## Requirement A
List every year written as a four-digit number in the widescreen video article.
## Requirement B
Carry on the widescreen video article from the end of its final sentence.

-- START OF Selected extract --

How and Wide

Originally published in Videography September 2003

Widescreen is the future of videography. So why is this blurb oriented vertically on this page?

The first thing to remember is that shape is not the same as size. The second is that only images have aspect ratios. The third is that what you see is not necessarily what they get.

Those three things to remember are in the realm of widescreen video. It’s a subject so simple that it sometimes becomes unnecessarily complex, as last month’s letters page suggests. And it’s based largely on an error (see “Wide Err,” page TK).

All images have shapes. Leonardo’s Mona Lisa is oriented vertically; his Last Supper is oriented horizontally. Both are masterpieces. Neither shape is better than the other, but one may be more appropriate for a banquet table and the other for a human figure.

Edison’s kinetoscope introduced a shape for moving imagery in the 19th century. It had an aspect ratio (ratio of width to height) of 4:3 or roughly 1.33:1. The Lumiere brothers in France initially used a different shape but changed to Edison’s, and the 4:3 standard was born.

Not all movies were 4:3. There were both wider and narrower formats from the beginning, and even 4:3 movies were sometimes changed in exhibition. The Kinematograph and Lantern Weekly, a publication for movie exhibitors, suggested in 1913 that exhibitors simply crop the tops and bottoms off of already-shot images. “The result is a better shaped picture — more artistic. The portion masked off will never be missed.”

It was sound, however, that first officially changed the aspect ratio of movies. The sound track ate into the side of film imagery, making it less wide. The movie industry recognized a need for a new standard frame. Proposals were introduced for both wider and narrower shapes.

Director Sergei Eisenstein argued for a “dynamic square” that would accommodate both vertically and horizontally oriented shapes as desired. The Society of Motion Picture Engineers tested proposals on a screen 41 feet wide and 23 feet high, an aspect ratio of 1.78:1 (16:9). But the Academy aperture, standardized in 1932, was 11:8 (1.375:1).

That was for movies. Television picture tubes, initially, were round. The largest rectangle that can be placed within any circle is a square, an aspect ratio of 1:1.

When the British established the world’s first video standard in 1937, the aspect ratio was 5:4 (1.2:1). When the U.S. followed in 1941, the National Television System Committee (NTSC) said it was adopting the motion picture standard but chose 4:3 instead of 11:8 (the NTSC did take note of 11:8 Russian standards of the time).

Television hurt cinema. At the beginning of 1948, when there were just 16 TV stations on the air in the U.S., average weekly movie attendance was 90 million. By the end of 1953, when there were 356 stations, movie attendance had dropped to 46 million.

-- END OF Selected extract --
-- START OF Stored data --

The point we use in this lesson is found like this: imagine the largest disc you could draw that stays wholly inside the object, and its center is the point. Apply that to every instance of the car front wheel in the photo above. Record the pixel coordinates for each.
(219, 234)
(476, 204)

-- END OF Stored data --

## Task output A
2003, 1913, 1932, 1937, 1941, 1948, 1953

## Task output B
To compete, the movie industry had to offer what television could not: free dishes, color, 3-D, wafted smells, “Tingler” seats — and giant screens. Alas, there was a problem with the last.

Movie theaters had balconies. Those seated under the overhangs couldn’t see the tops of giant screens, and projectors located in booths between balconies couldn’t fill tall screens. So the expansion was largely in the horizontal direction.

Some of the new widescreen-movie systems, such as Cinerama, required new projection equipment and screens. Others could be adapted to existing theaters by using masks in projectors.

Sometimes directors were instructed to fill the wide screen, as in the 1953 CinemaScope feature How to Marry a Millionaire. Other times, there was little concern about the precision of the framing. The exhibitors’ sheet for the 1959 movie Imitation of Life noted that the movie could be shown in any aspect ratio up to 2:1.

For years, there were widescreen movies, and there was television. Then, in 1961, NBC broadcast How to Marry a Millionaire.

Widescreen is fine. Normal is fine. Widescreen on normal (or vice versa) is a problem.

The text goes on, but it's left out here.